◆ **JOB**: Exactly reproduce each record listed below.

* START *

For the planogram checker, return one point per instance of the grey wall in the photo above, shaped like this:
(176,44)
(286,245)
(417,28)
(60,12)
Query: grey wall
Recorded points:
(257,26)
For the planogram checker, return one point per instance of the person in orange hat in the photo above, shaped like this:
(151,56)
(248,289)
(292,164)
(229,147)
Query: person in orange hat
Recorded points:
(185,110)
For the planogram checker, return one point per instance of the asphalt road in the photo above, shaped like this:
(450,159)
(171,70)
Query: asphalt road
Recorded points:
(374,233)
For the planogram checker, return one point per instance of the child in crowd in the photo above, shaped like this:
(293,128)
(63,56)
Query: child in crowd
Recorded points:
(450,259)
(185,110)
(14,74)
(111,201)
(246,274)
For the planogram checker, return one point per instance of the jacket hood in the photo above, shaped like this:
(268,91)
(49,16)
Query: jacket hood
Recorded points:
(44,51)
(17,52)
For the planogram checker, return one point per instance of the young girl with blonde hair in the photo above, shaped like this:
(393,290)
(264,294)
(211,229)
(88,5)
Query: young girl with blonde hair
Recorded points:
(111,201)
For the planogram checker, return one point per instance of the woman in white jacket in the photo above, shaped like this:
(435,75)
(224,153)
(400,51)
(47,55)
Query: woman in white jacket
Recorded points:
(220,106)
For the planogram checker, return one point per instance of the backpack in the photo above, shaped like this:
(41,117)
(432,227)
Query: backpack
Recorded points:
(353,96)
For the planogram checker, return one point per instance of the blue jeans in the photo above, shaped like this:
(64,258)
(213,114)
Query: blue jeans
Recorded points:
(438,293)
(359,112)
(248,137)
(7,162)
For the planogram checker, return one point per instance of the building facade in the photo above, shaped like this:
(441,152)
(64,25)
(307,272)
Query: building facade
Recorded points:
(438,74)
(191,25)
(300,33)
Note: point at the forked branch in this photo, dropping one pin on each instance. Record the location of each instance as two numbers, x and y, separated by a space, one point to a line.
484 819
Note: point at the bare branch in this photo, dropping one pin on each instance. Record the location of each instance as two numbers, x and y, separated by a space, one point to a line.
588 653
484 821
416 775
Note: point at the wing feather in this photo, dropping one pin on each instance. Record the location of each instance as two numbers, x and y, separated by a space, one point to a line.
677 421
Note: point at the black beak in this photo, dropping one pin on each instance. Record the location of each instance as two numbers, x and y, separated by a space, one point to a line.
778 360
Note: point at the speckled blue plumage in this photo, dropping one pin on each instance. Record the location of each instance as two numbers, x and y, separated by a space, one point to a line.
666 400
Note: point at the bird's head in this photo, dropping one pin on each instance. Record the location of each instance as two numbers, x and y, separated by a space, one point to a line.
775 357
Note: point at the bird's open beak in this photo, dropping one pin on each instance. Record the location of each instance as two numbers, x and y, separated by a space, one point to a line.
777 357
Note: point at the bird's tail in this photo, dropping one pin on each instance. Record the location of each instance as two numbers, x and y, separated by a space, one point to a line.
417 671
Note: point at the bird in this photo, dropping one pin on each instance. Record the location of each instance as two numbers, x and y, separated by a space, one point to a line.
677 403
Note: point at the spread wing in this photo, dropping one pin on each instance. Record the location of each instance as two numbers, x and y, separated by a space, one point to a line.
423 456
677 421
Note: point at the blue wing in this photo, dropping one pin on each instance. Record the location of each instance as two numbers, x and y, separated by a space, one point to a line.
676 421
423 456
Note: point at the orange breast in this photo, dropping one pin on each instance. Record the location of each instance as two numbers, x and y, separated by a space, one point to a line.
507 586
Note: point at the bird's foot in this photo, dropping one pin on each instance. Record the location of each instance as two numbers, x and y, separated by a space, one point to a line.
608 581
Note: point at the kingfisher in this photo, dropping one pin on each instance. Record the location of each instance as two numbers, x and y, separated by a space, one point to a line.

* END *

◆ **FINISHED TASK**:
For the planogram checker, return one point per instance of the grey wall in the photo above, shaped like this:
(176,44)
(286,245)
(417,28)
(60,12)
Query: grey wall
Recorded points:
(257,26)
For the planogram checker, return one point per instance of the person in orange hat in the photo above, shaped like this:
(151,56)
(248,289)
(292,164)
(229,147)
Query: person in orange hat
Recorded points:
(185,110)
For the planogram checker, return one point per instance of the asphalt road in the photo above, shaped like this:
(450,159)
(171,70)
Query: asphalt road
Recorded points:
(374,233)
For the planogram checker, return one point per instance of the child in crowd in the photo above, shaped like this:
(293,128)
(63,56)
Query: child in crowd
Recorded points:
(450,259)
(185,110)
(14,74)
(111,201)
(246,274)
For the planogram checker, return one point per instance of the jacket hood in the photo above, shaped like this:
(268,91)
(49,16)
Query: jacket hood
Recorded points:
(44,51)
(17,52)
For the planogram checker, return one point per instance of the young girl with blonde hair in the photo above, shaped like this:
(393,290)
(264,294)
(211,229)
(88,5)
Query: young girl with blonde hair
Recorded points:
(111,201)
For the planogram checker, return one point per instance of the woman in white jacket in the photo above, shaped like this:
(435,75)
(224,153)
(400,51)
(47,55)
Query: woman in white jacket
Recorded points:
(220,106)
For the planogram checker, return one point per instance of the backpack in the photo above, shaped like this:
(41,117)
(432,227)
Query: backpack
Recorded points:
(353,96)
For the planogram checker, return one point per instance of the blue jeans in the photo above, shaped like this:
(64,258)
(213,114)
Query: blue jeans
Recorded points:
(438,293)
(359,112)
(248,137)
(7,162)
For the planogram checker, return one point per instance of the building facade in the photo above, shaped like this:
(441,152)
(64,25)
(307,272)
Query: building facade
Recorded points:
(438,74)
(191,25)
(300,33)
Note: point at the forked branch in this photo, dropping one pin on each instance. Record the location of each instance as two numbers, x and y, separated by a space, one point to a line.
484 819
Note: point at the bare branch in this photo, dropping one pin on each instance. Record the location of each instance as two numbers, x and y, separated by a space, one point to a line.
588 653
484 821
416 775
Note: point at the wing feather in this photo, dropping one pin on each instance. Record the location of each instance as two numbers, x and y, separated by a space, one point to a line.
677 421
Note: point at the black beak in this photo, dropping one pin on each instance. Record the location of each instance as two numbers, x and y, separated by a space, one point to a line.
778 360
Note: point at the speckled blue plumage in this photo, dropping one pin on each instance. Record the location of each instance as two numbers, x and y, separated by a space, one point to a line.
666 400
Note: point at the bird's head in this photo, dropping one pin on each instance. Record the location of each instance as two numbers, x and y, separated by a space, one point to a line.
775 357
Note: point at the bird's open beak in this photo, dropping one pin on each instance. Record the location of each instance as two numbers, x and y, separated by a space, one point to a line.
777 357
Note: point at the bird's tail in this photo, dropping one pin on each instance. Record the location of each instance as two numbers, x and y, separated by a space, one point to a line.
417 671
Note: point at the bird in this photo, dropping one pin on each instance. Record the location of each instance as two numbers, x and y, separated by a space, one point to a line.
677 403
Note: point at the spread wing in this photo, dropping one pin on each instance. Record the location of each instance as two numbers, x and y, separated by a space, one point to a line.
423 456
677 421
Note: point at the blue wing in this photo, dropping one pin on each instance. Record the location of each instance as two numbers, x and y, separated by a space, one point to a line.
676 421
423 456
Note: point at the orange breast in this photo, dropping one pin on each instance. Record the location of each instance as two numbers, x and y, separated by a space, one point to a line.
507 586
Note: point at the bird's foot in this photo, dropping one pin on each instance. Record the location of each instance as two numbers, x and y, separated by a space, one point to a line.
608 581
Note: point at the kingfisher in this photo, dropping one pin on each instance. Record the location of each instance as two numbers, x and y, separated by a space, one point to a line.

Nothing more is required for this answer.